Website Audit Checklists:

The Definitive Guide

by Ian Cleary

Security Audit Checklist

The following chapter is about the Security Audit Checklist which is part of the full Website Audit Checklist definitive guide.

Security Audit

What measures have you put in place to ensure your website is secure?

The potential effects of treating website security as an afterthought….

Loss of data – if you don’t have good backups you could lose all your data.

Breach of data protection regulations – for example, with GDPR data protection in Europe it is your responsibility to ensure that the data is protected.

Loss of business – Imagine running an eCommerce site about Christmas time and your site is down for a couple of days.

Loss of SEO ranking –  If your website is down for a long period of time, Google will notice and this may effect your traffic.

Brand reputation –  Our website was in Russian website when I got in one morning.  That wasn’t a great day but it forced us to implement better security.

I hope I’ve convinced you of the importance of a secure website!

Website Security Framework

You want to make sure your website is secure and user data is protected.

There’s been a steady increase in the number of regulations concerning data protection and privacy so it’s important to get this right.

Here are some of the checks that you need to carry out.

Is the site exposed to credential brute force attacks?

This is where a hacker tries to capture your password so they can access your admin area, control panel of SFTP server (i.e. where you upload or download files to your server).

I don’t have to tell you that a large majority of people create extremely weak passwords.

Did you know that 123456 is one of the most common passwords that people use!?

Here’s how long it takes to crack a password:



Use Lastpass or a similar tool to manage all your passwords. This tool generates passwords, stores them securely and then automatically enters the passwords for you for applications.  You can have hundreds of good passwords but you don’t have to remember any of them.


Is there an SSL certificate?

Having an SSL certificate on your website is a fundamental security practice because it makes sending sensitive information, like credit card info, secure for your users.

> _Source excerpt_
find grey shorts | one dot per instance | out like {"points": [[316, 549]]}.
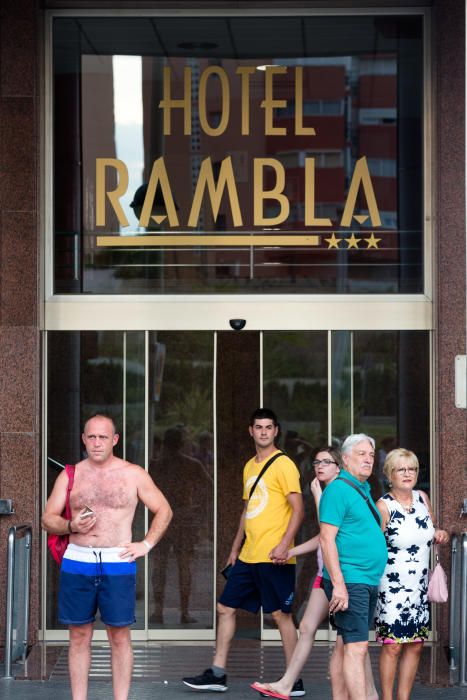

> _Short exercise_
Copy out the whole security audit checklist text above word for word, from its opening title through its last sentence.

> _Task result_
Website Audit Checklists:

The Definitive Guide

by Ian Cleary

Security Audit Checklist

The following chapter is about the Security Audit Checklist which is part of the full Website Audit Checklist definitive guide.

Security Audit

What measures have you put in place to ensure your website is secure?

The potential effects of treating website security as an afterthought….

Loss of data – if you don’t have good backups you could lose all your data.

Breach of data protection regulations – for example, with GDPR data protection in Europe it is your responsibility to ensure that the data is protected.

Loss of business – Imagine running an eCommerce site about Christmas time and your site is down for a couple of days.

Loss of SEO ranking –  If your website is down for a long period of time, Google will notice and this may effect your traffic.

Brand reputation –  Our website was in Russian website when I got in one morning.  That wasn’t a great day but it forced us to implement better security.

I hope I’ve convinced you of the importance of a secure website!

Website Security Framework

You want to make sure your website is secure and user data is protected.

There’s been a steady increase in the number of regulations concerning data protection and privacy so it’s important to get this right.

Here are some of the checks that you need to carry out.

Is the site exposed to credential brute force attacks?

This is where a hacker tries to capture your password so they can access your admin area, control panel of SFTP server (i.e. where you upload or download files to your server).

I don’t have to tell you that a large majority of people create extremely weak passwords.

Did you know that 123456 is one of the most common passwords that people use!?

Here’s how long it takes to crack a password:



Use Lastpass or a similar tool to manage all your passwords. This tool generates passwords, stores them securely and then automatically enters the passwords for you for applications.  You can have hundreds of good passwords but you don’t have to remember any of them.


Is there an SSL certificate?

Having an SSL certificate on your website is a fundamental security practice because it makes sending sensitive information, like credit card info, secure for your users.